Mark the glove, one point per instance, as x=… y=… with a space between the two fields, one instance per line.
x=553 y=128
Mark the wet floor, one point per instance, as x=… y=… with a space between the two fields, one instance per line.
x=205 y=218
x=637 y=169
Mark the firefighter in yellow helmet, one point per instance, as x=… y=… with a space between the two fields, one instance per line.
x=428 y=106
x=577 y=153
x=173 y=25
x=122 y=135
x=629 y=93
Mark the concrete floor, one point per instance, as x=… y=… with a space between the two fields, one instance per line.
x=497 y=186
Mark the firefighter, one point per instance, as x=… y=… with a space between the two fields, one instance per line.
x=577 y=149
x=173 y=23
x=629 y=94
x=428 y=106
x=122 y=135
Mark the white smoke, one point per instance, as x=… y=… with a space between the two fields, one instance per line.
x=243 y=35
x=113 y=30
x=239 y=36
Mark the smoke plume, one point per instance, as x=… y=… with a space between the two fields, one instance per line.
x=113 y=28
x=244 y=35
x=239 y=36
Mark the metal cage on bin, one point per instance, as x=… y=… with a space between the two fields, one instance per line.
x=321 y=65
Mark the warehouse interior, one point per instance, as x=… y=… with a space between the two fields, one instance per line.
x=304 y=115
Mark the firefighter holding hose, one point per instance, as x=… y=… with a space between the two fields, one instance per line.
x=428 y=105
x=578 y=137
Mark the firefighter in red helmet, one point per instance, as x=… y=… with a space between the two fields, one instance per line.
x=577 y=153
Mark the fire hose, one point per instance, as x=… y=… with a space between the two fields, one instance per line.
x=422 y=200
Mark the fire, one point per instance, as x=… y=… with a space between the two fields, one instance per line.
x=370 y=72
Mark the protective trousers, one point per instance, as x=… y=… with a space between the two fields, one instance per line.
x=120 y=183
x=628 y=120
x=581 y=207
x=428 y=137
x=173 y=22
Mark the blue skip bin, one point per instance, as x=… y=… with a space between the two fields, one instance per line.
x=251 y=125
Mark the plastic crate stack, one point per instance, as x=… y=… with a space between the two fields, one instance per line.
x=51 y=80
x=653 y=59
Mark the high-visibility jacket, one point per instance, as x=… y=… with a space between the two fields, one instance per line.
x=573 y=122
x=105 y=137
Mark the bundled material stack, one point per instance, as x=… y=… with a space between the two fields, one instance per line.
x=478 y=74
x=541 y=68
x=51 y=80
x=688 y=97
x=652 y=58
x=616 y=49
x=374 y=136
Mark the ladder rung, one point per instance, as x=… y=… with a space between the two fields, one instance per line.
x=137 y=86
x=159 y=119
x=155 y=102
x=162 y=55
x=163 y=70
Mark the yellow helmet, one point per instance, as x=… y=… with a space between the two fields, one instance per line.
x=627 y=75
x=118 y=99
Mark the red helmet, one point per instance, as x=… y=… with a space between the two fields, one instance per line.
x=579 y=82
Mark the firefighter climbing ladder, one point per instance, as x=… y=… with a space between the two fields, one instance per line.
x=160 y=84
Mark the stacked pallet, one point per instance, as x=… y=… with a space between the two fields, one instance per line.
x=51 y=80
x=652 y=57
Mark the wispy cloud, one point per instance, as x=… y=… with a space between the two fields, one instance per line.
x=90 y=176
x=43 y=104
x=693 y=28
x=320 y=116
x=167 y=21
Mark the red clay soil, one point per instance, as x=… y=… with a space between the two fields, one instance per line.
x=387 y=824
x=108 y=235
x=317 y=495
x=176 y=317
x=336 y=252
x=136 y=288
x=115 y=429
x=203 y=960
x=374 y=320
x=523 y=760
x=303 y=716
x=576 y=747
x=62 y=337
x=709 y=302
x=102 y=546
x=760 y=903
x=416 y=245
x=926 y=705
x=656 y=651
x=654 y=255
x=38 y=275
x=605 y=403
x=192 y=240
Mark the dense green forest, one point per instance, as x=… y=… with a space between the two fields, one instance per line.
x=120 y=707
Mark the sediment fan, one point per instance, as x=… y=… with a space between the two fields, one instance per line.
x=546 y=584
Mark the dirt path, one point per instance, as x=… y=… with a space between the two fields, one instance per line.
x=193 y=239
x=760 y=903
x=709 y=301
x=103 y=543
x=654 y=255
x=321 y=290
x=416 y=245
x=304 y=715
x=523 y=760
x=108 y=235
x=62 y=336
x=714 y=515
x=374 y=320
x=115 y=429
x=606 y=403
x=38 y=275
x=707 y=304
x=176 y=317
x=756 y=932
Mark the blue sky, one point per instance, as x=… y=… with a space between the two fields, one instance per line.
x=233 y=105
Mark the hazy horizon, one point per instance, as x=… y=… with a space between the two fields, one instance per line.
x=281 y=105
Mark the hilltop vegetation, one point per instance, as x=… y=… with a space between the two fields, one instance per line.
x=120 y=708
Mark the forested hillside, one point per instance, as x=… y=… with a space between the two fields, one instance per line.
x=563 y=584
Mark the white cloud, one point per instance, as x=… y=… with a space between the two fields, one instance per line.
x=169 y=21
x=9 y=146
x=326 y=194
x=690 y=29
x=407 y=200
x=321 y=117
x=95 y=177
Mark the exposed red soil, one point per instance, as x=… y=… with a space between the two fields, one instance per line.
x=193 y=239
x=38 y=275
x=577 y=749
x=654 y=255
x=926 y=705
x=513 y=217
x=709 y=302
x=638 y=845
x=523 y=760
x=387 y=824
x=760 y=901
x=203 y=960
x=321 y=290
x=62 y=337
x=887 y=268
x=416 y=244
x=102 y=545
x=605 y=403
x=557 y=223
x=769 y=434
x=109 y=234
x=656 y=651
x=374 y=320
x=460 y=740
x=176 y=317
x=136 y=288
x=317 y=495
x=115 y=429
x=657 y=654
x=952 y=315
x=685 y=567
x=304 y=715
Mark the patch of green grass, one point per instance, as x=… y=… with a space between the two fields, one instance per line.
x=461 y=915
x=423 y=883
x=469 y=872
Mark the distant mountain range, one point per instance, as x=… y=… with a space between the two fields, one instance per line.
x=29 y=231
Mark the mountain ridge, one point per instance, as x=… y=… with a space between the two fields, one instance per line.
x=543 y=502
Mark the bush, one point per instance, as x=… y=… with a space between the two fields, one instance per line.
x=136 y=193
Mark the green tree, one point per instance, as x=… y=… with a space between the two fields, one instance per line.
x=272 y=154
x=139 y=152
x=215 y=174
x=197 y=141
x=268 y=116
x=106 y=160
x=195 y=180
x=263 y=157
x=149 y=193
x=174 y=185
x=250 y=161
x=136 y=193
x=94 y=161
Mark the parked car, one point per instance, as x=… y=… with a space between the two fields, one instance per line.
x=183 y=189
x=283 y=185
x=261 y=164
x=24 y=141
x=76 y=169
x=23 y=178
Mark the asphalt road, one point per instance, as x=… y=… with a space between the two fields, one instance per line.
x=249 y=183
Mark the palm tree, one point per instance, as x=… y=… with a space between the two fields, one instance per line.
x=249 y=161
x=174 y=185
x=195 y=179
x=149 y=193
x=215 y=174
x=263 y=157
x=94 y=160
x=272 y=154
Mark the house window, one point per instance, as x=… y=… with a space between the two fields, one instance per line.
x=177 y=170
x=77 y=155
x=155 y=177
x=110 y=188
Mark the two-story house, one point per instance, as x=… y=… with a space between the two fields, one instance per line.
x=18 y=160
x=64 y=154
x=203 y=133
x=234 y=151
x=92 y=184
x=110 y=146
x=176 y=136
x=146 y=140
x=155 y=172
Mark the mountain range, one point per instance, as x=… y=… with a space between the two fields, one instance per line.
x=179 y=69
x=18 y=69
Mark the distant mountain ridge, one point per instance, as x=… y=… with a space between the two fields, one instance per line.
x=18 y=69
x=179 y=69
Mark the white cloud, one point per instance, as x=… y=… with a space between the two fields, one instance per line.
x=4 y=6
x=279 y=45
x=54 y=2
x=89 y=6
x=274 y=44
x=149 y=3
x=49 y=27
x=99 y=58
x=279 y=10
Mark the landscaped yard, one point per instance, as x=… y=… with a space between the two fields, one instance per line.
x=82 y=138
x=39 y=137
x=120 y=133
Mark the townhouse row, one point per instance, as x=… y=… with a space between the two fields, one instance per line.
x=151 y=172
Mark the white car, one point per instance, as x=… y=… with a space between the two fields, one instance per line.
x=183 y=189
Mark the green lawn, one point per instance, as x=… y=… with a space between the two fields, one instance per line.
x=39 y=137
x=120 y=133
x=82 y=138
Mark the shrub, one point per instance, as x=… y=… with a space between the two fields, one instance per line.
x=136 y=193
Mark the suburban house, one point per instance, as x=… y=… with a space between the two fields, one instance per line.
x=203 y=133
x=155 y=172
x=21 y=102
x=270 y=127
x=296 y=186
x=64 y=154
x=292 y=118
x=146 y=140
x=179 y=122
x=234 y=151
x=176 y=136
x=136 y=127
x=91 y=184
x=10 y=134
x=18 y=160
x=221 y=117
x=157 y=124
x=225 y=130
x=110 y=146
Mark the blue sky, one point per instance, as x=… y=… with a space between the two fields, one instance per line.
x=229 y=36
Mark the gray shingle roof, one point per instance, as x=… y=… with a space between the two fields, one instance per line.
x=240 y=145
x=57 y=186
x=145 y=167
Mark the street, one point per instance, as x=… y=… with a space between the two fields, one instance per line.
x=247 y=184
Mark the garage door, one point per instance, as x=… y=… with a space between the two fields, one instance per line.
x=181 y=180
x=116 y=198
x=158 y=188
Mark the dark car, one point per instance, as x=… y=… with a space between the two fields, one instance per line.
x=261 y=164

○ ○ ○ ○

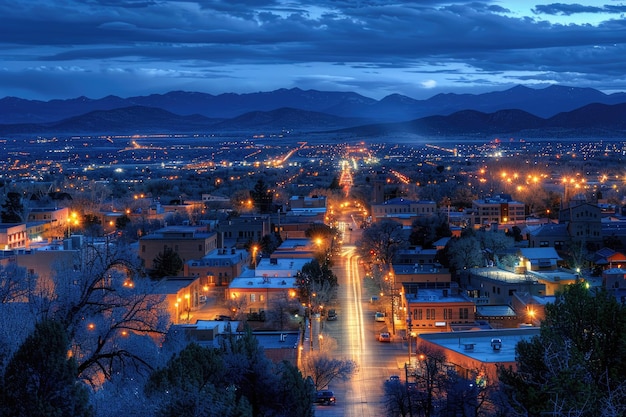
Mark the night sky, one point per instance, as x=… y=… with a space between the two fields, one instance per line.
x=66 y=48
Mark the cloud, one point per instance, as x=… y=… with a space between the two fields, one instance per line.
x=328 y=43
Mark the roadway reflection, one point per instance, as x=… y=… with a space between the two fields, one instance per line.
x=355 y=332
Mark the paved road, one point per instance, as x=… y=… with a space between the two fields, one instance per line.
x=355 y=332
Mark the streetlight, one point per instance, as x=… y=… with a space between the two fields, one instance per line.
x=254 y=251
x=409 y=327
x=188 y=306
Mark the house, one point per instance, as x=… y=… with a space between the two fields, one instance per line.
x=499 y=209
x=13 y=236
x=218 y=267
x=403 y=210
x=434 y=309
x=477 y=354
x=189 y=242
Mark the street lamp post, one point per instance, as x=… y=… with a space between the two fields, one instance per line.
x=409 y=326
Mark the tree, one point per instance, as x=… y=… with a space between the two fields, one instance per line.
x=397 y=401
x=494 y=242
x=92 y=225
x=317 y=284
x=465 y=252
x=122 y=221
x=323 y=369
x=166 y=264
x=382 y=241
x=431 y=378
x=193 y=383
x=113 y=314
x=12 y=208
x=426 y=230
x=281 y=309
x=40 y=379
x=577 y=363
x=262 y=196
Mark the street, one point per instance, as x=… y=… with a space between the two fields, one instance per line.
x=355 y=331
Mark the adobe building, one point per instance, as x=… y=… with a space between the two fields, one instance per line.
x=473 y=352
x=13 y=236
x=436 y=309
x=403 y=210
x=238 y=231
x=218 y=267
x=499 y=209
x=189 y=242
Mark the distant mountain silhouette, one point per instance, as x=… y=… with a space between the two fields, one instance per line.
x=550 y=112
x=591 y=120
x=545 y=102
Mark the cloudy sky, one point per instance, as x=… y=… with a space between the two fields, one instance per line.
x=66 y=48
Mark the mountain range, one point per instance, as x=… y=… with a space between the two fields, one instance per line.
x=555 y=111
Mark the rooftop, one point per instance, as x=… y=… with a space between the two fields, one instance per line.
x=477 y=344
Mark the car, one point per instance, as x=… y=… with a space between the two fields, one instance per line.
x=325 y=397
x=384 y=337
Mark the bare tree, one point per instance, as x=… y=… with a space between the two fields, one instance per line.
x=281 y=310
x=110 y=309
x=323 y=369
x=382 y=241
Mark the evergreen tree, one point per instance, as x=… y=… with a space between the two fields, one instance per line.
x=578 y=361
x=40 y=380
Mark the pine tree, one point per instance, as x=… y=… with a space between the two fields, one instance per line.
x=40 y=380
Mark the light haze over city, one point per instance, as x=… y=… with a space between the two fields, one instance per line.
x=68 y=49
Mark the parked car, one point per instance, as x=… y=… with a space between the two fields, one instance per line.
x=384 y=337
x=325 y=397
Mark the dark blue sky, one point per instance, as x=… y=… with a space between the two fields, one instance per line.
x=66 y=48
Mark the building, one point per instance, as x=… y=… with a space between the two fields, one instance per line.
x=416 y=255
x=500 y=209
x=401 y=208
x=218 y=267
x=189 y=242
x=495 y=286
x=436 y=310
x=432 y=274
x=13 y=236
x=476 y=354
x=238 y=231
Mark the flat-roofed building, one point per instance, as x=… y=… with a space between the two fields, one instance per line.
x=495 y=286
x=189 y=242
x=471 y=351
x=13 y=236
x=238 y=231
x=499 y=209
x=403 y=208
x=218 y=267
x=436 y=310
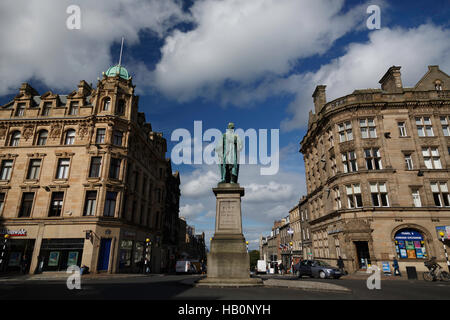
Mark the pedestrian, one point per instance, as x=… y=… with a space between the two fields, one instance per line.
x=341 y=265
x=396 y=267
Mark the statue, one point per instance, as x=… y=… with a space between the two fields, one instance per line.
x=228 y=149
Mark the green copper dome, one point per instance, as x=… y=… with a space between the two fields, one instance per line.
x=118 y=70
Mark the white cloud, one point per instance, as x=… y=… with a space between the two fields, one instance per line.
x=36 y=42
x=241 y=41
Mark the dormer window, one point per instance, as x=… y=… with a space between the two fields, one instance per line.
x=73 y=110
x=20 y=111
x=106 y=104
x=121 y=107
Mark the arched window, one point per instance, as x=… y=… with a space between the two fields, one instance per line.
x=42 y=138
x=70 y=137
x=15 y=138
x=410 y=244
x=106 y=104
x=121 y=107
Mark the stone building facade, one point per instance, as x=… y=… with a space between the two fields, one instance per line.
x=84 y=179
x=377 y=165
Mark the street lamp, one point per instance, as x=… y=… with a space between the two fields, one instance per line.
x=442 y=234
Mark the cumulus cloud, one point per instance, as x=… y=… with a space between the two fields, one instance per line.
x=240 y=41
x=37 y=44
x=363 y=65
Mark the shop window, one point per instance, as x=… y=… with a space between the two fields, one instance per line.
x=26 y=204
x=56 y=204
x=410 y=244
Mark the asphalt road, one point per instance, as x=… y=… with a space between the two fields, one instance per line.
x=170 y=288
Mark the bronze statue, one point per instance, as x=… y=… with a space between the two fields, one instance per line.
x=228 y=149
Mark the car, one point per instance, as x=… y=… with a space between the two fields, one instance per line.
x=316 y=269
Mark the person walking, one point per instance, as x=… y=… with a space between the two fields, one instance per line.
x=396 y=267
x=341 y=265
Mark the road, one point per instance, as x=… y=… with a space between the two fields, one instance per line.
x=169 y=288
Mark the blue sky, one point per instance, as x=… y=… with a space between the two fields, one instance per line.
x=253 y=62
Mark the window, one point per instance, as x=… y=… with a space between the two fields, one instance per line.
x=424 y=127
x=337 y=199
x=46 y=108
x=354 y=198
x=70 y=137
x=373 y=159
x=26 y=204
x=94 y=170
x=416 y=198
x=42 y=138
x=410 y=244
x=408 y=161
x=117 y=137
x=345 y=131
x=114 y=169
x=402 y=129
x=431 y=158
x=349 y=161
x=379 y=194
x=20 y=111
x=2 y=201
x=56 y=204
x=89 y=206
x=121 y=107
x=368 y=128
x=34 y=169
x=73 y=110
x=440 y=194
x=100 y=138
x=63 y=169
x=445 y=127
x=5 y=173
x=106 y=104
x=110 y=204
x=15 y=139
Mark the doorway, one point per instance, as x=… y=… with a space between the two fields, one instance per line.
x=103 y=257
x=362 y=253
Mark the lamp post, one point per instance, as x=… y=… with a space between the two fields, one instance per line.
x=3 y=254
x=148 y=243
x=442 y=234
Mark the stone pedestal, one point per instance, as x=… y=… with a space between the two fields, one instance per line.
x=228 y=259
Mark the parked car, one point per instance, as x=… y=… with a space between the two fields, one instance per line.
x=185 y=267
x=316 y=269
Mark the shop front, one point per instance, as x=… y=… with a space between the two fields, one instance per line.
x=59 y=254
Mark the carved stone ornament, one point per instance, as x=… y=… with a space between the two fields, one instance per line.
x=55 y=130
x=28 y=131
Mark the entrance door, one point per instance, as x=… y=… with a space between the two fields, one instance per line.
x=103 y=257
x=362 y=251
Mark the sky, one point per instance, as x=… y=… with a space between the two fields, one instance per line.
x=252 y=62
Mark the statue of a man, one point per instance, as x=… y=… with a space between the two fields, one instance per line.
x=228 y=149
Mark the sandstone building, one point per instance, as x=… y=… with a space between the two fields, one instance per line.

○ ○ ○ ○

Which lines in the items above contain the string "ridge"? Pick out and copy each one, matching uppercase and lowercase letters exactly.

- _Answer_:
Mark the mountain ridge, one point per instance, as x=… y=… with a space between the two fields, one instance per line.
Mark the distant mountain ridge, one point per instance, as x=… y=… with a space between the two fields, one instance per line.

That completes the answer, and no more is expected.